_Directions for this task:_
Pull out everything from the line containing "firefighter in this" down to the final line of the data below, reproducing each line unchanged.

_Data shown:_
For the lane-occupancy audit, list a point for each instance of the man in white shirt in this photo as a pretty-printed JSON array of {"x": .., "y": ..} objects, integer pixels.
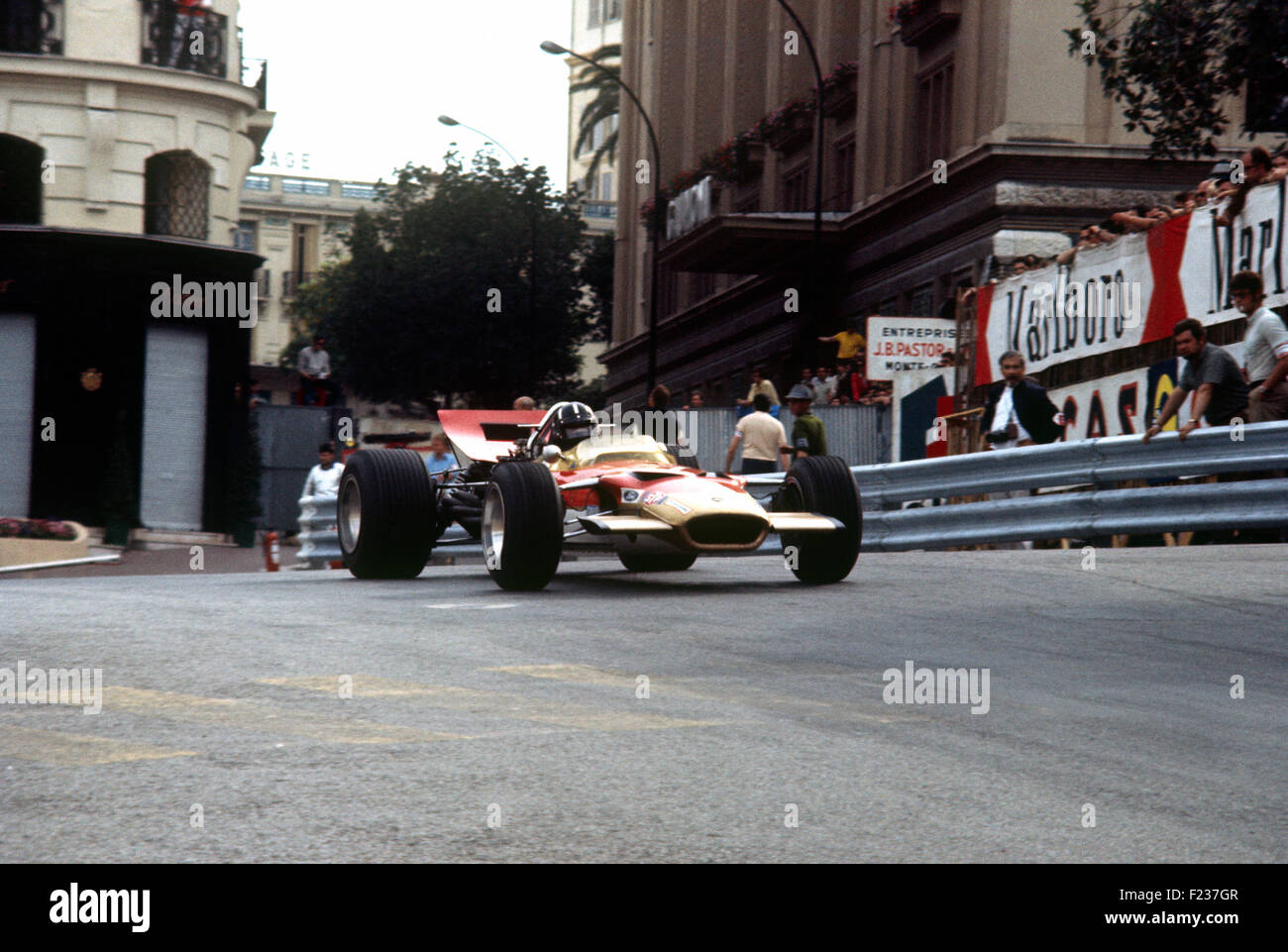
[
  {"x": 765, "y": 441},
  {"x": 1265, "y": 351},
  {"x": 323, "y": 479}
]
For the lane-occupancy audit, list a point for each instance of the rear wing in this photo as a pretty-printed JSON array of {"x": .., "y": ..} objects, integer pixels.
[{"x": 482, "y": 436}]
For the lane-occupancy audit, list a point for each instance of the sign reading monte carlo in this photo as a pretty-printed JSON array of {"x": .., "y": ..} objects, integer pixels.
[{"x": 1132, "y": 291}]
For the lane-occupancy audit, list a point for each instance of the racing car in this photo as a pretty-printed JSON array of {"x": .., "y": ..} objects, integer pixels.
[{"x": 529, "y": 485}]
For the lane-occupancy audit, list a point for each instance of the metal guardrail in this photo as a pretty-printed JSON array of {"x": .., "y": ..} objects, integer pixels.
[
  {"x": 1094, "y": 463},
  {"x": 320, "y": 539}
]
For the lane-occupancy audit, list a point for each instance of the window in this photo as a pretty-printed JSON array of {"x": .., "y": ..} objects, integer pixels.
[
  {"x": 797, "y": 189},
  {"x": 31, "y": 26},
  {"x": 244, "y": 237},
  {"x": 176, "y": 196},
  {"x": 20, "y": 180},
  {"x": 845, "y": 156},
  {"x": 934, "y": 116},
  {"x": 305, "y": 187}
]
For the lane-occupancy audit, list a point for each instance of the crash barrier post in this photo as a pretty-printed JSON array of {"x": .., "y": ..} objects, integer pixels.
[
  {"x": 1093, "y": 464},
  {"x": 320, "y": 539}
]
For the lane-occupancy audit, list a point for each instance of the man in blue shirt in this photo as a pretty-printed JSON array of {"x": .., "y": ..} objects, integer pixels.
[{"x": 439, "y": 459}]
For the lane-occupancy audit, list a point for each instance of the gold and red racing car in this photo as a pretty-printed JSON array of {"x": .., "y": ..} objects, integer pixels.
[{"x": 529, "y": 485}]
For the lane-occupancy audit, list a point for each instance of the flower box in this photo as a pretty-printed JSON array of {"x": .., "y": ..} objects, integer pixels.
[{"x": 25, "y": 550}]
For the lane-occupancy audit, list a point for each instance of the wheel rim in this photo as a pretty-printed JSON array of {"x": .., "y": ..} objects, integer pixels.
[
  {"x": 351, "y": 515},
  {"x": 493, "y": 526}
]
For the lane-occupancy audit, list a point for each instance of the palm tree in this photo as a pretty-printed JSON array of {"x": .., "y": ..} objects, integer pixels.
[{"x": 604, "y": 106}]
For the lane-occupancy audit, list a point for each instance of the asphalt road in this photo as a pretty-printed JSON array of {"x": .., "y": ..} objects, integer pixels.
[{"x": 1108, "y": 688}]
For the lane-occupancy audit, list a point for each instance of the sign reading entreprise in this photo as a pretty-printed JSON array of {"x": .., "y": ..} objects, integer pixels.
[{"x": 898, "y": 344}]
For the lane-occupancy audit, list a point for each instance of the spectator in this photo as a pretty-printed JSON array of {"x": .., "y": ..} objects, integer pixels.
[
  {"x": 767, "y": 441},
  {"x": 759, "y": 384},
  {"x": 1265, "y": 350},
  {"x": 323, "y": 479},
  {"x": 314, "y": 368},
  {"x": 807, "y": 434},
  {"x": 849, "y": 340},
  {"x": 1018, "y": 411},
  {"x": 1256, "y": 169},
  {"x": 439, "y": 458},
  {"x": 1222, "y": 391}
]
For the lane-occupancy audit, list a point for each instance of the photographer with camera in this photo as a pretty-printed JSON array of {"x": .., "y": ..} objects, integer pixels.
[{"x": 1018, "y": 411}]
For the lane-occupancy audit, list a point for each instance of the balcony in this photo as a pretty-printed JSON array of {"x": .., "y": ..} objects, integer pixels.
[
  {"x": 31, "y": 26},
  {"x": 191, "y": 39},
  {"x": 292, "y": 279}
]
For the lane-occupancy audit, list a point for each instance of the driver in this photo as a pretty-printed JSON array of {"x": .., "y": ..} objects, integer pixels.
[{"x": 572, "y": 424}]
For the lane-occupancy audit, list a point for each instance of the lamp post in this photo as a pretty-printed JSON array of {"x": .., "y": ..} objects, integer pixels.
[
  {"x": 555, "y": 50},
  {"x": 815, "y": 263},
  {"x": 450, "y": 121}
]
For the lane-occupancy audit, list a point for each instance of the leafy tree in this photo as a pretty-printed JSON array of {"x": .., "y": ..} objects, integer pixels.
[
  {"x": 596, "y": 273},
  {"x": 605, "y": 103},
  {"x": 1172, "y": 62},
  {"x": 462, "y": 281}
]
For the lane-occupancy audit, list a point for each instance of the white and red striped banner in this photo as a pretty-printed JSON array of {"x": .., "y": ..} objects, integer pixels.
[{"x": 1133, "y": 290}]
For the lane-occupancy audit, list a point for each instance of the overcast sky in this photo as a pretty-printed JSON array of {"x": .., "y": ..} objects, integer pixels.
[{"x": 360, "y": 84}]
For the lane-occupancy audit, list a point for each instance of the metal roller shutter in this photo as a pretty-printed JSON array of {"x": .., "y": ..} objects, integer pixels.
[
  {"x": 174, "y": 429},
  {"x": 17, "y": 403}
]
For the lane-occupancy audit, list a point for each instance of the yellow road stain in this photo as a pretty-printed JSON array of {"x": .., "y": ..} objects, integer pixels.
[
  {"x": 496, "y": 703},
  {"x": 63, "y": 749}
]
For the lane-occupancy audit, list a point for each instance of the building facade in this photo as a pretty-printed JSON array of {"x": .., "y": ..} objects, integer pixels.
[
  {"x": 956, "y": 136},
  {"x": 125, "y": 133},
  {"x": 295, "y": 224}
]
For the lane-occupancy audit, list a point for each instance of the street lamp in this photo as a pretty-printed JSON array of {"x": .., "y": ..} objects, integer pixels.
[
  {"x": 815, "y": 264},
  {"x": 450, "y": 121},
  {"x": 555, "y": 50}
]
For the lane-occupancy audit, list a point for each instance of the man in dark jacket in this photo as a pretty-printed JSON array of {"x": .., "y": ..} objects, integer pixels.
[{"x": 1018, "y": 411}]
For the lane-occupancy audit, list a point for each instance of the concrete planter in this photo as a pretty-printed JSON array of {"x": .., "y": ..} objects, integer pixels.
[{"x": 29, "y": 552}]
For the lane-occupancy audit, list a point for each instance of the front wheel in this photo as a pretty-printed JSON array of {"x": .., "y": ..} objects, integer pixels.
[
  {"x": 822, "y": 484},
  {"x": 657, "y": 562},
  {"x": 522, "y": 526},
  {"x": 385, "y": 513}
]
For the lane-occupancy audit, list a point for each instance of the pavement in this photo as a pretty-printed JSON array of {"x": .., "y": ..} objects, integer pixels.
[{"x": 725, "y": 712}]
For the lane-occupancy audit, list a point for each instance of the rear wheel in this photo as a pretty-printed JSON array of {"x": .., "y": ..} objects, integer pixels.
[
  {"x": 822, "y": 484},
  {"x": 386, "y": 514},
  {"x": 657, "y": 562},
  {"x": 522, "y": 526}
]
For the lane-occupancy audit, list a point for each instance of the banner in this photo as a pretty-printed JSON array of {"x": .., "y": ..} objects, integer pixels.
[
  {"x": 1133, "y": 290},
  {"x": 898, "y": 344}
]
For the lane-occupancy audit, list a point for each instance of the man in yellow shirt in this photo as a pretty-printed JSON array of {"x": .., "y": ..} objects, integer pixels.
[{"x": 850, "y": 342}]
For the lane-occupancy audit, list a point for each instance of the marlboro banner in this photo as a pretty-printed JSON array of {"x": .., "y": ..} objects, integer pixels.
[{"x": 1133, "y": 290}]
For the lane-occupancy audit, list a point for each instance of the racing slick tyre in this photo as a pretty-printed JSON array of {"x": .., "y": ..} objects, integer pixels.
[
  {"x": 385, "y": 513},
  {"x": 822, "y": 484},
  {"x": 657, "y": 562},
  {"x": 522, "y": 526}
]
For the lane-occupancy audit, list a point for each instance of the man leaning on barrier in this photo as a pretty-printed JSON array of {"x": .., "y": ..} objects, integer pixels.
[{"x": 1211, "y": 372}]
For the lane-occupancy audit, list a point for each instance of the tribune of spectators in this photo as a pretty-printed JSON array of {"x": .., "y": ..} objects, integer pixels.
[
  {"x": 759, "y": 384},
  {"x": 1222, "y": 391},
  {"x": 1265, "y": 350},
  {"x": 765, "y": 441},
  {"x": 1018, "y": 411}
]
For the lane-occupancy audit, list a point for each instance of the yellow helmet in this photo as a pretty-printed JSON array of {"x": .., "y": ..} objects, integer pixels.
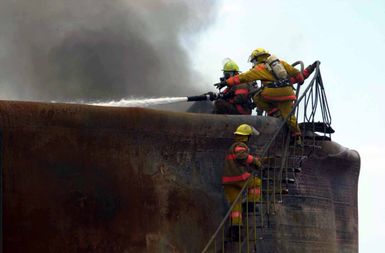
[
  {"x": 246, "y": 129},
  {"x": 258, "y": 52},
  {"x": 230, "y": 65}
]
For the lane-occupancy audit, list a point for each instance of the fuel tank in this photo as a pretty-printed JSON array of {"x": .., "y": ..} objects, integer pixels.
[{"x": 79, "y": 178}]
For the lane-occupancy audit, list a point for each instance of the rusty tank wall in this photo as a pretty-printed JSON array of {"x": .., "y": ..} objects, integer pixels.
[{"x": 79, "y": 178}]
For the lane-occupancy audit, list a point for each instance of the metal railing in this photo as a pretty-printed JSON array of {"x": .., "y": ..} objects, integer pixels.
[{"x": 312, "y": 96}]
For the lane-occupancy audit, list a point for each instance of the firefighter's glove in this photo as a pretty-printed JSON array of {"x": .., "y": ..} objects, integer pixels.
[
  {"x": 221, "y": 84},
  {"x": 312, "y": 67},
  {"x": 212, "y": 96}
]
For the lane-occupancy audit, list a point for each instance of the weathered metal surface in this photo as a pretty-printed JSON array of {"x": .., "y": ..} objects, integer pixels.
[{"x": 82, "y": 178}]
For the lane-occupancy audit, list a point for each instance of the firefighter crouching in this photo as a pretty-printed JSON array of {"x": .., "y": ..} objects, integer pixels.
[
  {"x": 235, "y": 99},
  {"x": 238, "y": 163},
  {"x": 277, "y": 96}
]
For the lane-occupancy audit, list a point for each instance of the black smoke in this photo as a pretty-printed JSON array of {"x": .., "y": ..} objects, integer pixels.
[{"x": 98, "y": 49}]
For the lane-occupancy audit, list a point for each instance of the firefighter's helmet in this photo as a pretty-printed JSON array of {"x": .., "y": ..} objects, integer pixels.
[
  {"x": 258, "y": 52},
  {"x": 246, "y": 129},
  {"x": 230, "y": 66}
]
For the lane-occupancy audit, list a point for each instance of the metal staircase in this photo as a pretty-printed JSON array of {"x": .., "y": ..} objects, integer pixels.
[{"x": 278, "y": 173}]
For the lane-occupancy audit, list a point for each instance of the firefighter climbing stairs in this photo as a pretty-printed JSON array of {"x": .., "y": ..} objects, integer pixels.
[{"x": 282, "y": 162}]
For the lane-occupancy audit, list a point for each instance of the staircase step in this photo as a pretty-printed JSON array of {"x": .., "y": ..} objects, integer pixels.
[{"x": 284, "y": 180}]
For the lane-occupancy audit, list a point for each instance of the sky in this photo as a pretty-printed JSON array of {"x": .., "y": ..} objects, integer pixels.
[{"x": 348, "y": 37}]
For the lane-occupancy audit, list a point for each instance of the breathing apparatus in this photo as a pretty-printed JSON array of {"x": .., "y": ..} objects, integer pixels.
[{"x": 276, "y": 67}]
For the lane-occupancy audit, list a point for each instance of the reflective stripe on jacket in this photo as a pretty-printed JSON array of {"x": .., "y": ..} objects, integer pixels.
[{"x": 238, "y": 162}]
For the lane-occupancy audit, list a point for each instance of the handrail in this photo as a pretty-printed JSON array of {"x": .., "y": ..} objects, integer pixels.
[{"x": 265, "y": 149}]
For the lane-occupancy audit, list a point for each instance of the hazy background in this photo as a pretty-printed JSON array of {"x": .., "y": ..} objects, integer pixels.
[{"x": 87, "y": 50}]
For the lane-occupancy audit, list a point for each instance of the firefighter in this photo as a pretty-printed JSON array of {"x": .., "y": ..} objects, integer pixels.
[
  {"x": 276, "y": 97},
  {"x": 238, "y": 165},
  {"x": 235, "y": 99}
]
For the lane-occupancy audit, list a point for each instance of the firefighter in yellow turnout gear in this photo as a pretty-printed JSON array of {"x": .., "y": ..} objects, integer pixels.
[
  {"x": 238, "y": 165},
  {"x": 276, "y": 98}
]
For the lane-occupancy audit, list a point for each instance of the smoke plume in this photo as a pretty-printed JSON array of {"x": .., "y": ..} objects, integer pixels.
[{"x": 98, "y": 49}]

_Result of this exercise:_
For the lane-occupancy audit, list a point for each instance of the firefighter in this photo as a pretty-printed JSON array of {"x": .., "y": ..} objects, integer pixels.
[
  {"x": 276, "y": 97},
  {"x": 238, "y": 165},
  {"x": 235, "y": 99}
]
For the lane-occupancy audit, list a point for each instance of the firefighter in yellow turnout gear in this photo as a pretty-printed JSON array of {"x": .., "y": ..} objects, integer pixels.
[
  {"x": 238, "y": 165},
  {"x": 276, "y": 98}
]
For the lane-occupancy audit, list a point for each instance of the smoke plume in this photo as a pretty-printed JSON array of {"x": .., "y": ..} objects, integer pixels.
[{"x": 98, "y": 49}]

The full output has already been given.